Самым известным похитителем тел в империи был, несомненно, профессор Вернер Рольфинк (1599–1673), чья любовь к ограблению местных виселиц стала причиной того, что его студенты-медики из Йенского университета придумали в его честь новый глагол — «рольфинчать».
Глубокий интерес самого Майстера Франца к сугубо научному препарированию тел был редким явлением среди палачей, и это еще раз свидетельствует о его больших амбициях в медицине. С 1548 года городской совет Нюрнберга давал право «рассекать бедных казненных жертв» лишь нескольким врачам, к тому же обязательно «в присутствии людей».
За три года до прибытия Франца Шмидта в Нюрнберг доктору Фолькеру Койтеру было разрешено анатомировать двух воров, отдав жир палачу для его медикаментов. Это традиционное разделение труда при использовании тела, вероятно, имели в виду городские советники, когда в июле 1578 года удовлетворили просьбу нового палача «разрезать обезглавленные тела и брать то, что ему полезно для его медицинской практики».
В дневниковой записи о том, как он обошелся с телом обезглавленного разбойника Хайнца Горссна (он же Ленивый Хайнц), 24-летний Франц педантично сообщает: «Потом я разрезал [тело]».

Данные для привязки объектов по описаниям на естественном языке

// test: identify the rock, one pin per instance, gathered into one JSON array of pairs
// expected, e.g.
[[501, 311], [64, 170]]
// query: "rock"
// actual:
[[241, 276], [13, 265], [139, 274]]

Задание
Продолжите отрывок о нюрнбергском палаче Франце Шмидте и вскрытии тел казненных, начав сразу после его последнего предложения.

Поле для ответа
Шмидт редко использовал это личное местоимение в своем дневнике, поэтому очевидно, что здесь молодой палач хотел запечатлеть персональное достижение. Он описывает всего три аналогичных случая — в 1581, 1584 и 1590 годах, и в последнем из них уже употребляет слова «рассечь (adominirt)» и «препарировать». Можно было бы предположить, что Франц прибег к более строгому языку анатомии, чтобы описать собственные опыты по расчленению тел, если бы не факт, что те же самые слова он использовал и позднее, в 1594 году, передавая тело вора Михеля Кнюттеля местному врачу, доктору Песслеру, для полного посмертного вскрытия.
Другими словами, его интерес заключался не только в извлечении пригодных частей тела, но и в изучении самой анатомии человека — так же как и интерес любого другого врача.
Конечно, возможности открытий, которые мог совершить анатом-любитель, были существенно ограничены, даже если подспорьем ему служили популярные версии работы Везалия и собственный врачебный опыт, не говоря уже о надежных поставках свежих трупов. Любопытство Франца к анатомии человека было сформировано временем, в которое он жил, — эпохой, когда большинство дилетантов было очаровано странностями и аномалиями, но не пыталось организовать свои наблюдения в какую-либо теоретическую систему или просто не подозревало о ней.
Это стремление было оставлено естествоиспытателям и богословам. Систематическое изучение палачом тел своих жертв, как и интерес к их характеру, также не проявляется в его дневнике вплоть до второй половины жизни. Например, в ранние годы Франц мог заметить, что два брата и их подельник были «тремя сильными молодыми ворами», или мимоходом добавить, что казненный разбойник «был однорук».
Мы также узнаем, что цирюльник Бальтазар Шерль «был маленьким человеком, имел горб спереди и сзади» и что у нищенки Элизабет Росснерин была «кривая шея».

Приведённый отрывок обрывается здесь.